__What you are asked to do__
List every person named in the exhibition article below.

Sandra Elsinga expresses her love of nature through Grandeur of Creation while Elliot Rose visualizes Born a Butterfly as dancing across a canvass

A coin is a perfect object with two vastly different sides. Like the coin, the Visual Arts Studio Association’s (VASA) current exhibition unites two separate entities into one cohesive matter. 

The current exhibition running until April 26 takes inspiration from two artists’ different visions. While Sandra Elsinga’s Grandeur of Creation restricts her realistic, nature-based paintings to simple colour palettes, Elliot Rose’s Born a Butterfly abstracts are personal explorations that take on bold, flamboyant complexions. 

Sandra Elsinga 

Grandeur of Creation 

Born in the Netherlands, Elsinga immigrated to Canada as a nine-year-old and settled in Ontario. By Grade 3 she displayed above-average hand-eye coordination and was singled out by a teacher. 

By Grade 7, she was taking art through correspondence courses and in Grade 9, her high school teacher was Robert Bateman, one of Canada’s most renowned naturalists and painter.

__Data for review__

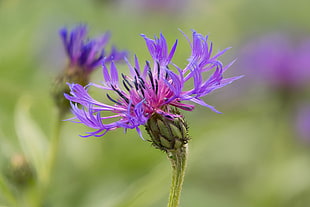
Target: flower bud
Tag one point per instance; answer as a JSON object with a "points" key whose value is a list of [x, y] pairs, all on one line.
{"points": [[167, 134]]}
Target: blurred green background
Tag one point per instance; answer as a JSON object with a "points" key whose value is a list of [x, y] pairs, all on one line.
{"points": [[249, 156]]}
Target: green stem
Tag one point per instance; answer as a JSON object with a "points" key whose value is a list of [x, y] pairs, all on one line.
{"points": [[178, 160], [53, 150], [6, 192], [51, 158]]}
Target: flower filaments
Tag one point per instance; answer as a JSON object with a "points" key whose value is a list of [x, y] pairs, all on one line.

__Your solution__
Sandra Elsinga
Elliot Rose
Robert Bateman